» DOCUMENT EXCERPT:
______

IT MIGHT only be mid-May, but already some high yielding dairy cows have suffering the negative effects of excess heat even at 20°C – and the resulting reduction in feed intake capable of cutting yields by up to 20%, heat stress is a very real threat even during a typical UK summer.

“Cows will start to experience heat stress at a temperature humidity index (THI) as low as 68 (figure 1), which is relatively common during the summer as relatively humidity is often over 80%,” said KW nutritionist, Dr Anna Sutcliffe.

Common symptoms of heat stress include cows that are panting, lethargic, standing rather than lying or with a high respiratory rate (normal is 26-50 breaths/minute). Increased ration sorting, as well as reductions in feed intake or milk yield of 10% or more, are also indicative.

“Cows in late pregnancy (transition) and early lactation (high yielders) are most at risk due to the additional heat generated by the metabolic processes of production,” she added.

“And research from Scotland’s Rural College has shown that butterfats can drop from 3.85 to 3.48% and proteins from 3.27 to 3.19% when the THI rises by just 10 points, even at levels below the threshold for heat stress. Without taking action to reduce these effects, the impact on income over feed costs (IOFC) this summer could be substantial.”

Importance of water

With high yielding dairy cows drinking up to 150 litres of water each day, good access to clean, fresh water is essential, warns Dr Sutcliffe, particularly as cows attempt to lose heat through evaporative cooling by sweating and panting.

“Make sure there’s at least 15 cm of water trough space for each cow in the group to minimise competition, and check refresh (flow) rates can keep up with demand, especially after milking,” she states. “Feeding a buffer with osmolites and specific herbal-extracts will improve cow hydration and salt balance.

______

» STORED DATA:
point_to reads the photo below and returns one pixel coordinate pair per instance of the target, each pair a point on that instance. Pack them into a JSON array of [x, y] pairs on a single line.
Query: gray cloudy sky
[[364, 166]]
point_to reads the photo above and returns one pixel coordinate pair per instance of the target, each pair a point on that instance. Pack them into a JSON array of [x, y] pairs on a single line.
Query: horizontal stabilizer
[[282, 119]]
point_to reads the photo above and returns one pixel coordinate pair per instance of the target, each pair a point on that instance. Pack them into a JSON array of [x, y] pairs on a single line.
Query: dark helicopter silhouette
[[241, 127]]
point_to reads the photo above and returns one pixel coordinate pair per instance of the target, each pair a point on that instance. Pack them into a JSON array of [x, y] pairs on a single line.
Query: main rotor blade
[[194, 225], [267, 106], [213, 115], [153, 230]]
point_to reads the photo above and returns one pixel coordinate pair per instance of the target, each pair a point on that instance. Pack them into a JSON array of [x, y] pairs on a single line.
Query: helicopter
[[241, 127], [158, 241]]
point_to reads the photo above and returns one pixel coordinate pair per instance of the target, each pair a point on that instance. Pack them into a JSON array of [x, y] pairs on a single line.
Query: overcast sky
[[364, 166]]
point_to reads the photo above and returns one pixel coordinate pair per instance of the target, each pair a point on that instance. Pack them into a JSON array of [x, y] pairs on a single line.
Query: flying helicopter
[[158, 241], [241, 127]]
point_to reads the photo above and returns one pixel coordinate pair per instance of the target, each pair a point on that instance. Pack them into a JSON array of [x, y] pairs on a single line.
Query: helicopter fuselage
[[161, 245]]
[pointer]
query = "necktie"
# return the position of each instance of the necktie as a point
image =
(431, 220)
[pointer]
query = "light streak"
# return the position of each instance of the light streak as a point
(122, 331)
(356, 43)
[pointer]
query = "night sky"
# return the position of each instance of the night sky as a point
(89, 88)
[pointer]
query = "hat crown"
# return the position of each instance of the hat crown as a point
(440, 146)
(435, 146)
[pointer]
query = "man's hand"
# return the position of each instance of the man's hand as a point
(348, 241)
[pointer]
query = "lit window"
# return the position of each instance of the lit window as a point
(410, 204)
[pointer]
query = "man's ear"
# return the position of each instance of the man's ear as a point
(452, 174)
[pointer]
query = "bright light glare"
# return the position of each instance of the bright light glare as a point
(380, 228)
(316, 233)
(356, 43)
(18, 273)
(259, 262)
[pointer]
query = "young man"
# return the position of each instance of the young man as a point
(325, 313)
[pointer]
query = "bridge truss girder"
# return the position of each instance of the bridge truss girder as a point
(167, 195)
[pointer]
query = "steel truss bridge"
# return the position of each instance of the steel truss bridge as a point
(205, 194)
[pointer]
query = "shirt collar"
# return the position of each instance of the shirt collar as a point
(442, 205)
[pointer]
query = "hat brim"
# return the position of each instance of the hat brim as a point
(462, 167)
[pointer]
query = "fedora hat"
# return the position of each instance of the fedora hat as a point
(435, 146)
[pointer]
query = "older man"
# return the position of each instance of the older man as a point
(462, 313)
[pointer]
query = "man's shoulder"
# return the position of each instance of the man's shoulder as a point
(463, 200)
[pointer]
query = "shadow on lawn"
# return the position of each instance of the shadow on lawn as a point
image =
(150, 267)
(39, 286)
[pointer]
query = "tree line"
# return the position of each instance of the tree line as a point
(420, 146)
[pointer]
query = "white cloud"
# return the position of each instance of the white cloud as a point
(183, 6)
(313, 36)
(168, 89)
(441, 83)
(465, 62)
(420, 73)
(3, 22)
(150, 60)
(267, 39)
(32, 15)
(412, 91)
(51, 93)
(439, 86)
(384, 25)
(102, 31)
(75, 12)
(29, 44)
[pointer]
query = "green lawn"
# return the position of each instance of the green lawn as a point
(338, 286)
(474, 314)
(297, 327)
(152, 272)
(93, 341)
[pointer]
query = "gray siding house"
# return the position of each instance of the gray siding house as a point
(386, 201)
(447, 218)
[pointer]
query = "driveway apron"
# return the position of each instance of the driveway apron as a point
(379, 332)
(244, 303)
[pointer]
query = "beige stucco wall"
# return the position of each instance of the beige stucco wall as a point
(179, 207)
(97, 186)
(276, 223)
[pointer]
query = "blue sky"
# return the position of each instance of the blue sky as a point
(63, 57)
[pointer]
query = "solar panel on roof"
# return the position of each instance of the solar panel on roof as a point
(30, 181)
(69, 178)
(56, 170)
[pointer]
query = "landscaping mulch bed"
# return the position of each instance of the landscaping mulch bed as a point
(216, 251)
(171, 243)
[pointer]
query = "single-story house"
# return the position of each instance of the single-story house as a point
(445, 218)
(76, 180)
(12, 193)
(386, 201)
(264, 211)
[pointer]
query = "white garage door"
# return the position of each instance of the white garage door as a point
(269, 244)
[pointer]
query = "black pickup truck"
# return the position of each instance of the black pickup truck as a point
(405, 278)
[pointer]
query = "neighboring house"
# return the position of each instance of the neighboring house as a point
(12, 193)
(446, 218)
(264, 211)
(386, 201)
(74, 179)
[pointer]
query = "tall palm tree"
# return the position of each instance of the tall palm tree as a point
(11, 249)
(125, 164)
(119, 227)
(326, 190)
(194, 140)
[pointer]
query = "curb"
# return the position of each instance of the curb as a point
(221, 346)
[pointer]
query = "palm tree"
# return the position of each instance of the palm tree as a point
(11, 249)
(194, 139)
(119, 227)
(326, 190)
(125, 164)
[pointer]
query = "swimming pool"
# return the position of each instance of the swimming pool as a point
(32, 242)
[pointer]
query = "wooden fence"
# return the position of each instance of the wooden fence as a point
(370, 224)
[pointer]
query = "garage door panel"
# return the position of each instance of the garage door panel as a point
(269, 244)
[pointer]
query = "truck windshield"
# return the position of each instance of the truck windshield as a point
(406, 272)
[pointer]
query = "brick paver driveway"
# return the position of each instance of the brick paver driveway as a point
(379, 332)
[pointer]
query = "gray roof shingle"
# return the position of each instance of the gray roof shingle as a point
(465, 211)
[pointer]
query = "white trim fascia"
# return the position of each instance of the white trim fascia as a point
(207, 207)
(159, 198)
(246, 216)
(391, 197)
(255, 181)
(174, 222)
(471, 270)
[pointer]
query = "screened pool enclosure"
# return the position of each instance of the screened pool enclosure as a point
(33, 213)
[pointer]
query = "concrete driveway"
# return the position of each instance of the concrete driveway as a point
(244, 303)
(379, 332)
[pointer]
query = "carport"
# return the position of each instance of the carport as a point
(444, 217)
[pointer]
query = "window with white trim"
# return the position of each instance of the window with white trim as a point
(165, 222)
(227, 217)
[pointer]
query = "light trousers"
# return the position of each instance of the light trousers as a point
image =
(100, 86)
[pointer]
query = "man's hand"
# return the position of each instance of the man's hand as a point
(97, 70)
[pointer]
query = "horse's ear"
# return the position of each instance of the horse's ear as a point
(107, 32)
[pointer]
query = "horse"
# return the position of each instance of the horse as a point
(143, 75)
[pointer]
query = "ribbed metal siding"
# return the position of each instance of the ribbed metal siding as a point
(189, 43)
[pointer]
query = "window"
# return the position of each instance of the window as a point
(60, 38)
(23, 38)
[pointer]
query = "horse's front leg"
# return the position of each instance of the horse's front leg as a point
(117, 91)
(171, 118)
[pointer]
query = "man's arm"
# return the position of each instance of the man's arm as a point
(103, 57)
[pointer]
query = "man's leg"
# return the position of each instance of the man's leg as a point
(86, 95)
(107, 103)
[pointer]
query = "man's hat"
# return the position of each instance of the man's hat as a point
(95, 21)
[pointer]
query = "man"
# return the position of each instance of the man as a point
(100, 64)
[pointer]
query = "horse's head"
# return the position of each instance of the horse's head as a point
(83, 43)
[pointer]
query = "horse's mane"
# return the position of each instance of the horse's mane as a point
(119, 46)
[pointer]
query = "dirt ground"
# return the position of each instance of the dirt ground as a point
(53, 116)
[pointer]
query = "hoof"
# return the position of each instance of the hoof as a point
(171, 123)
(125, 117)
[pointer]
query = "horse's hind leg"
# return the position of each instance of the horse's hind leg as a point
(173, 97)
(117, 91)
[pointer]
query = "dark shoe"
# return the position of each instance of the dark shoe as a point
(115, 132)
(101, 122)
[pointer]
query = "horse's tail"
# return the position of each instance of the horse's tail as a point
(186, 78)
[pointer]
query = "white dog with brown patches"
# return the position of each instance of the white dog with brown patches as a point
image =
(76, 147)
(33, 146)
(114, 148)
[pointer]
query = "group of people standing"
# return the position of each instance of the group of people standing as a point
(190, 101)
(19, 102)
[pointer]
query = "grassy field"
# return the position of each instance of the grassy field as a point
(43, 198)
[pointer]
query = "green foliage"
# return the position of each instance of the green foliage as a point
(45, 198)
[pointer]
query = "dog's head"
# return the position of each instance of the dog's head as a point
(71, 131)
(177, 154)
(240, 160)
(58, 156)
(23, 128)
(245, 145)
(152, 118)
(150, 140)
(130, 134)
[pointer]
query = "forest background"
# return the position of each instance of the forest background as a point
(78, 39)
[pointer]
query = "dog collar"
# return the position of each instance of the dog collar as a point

______

» PARTS OF THE EXERCISE:
A - From the heat stress article above, write out the passage starting at "IT MIGHT only" and ending at "typical UK summer.".
B - Answer these questions using the heat stress article above:
(i) According to the article, what is a normal respiratory rate for a cow?
(ii) How much water can high yielding dairy cows drink each day?
(iii) How much water trough space should there be for each cow in the group?

» EXERCISE ANSWERS:
A -
IT MIGHT only be mid-May, but already some high yielding dairy cows have suffering the negative effects of excess heat even at 20°C – and the resulting reduction in feed intake capable of cutting yields by up to 20%, heat stress is a very real threat even during a typical UK summer.

B -
(i) 26-50 breaths/minute
(ii) Up to 150 litres
(iii) At least 15 cm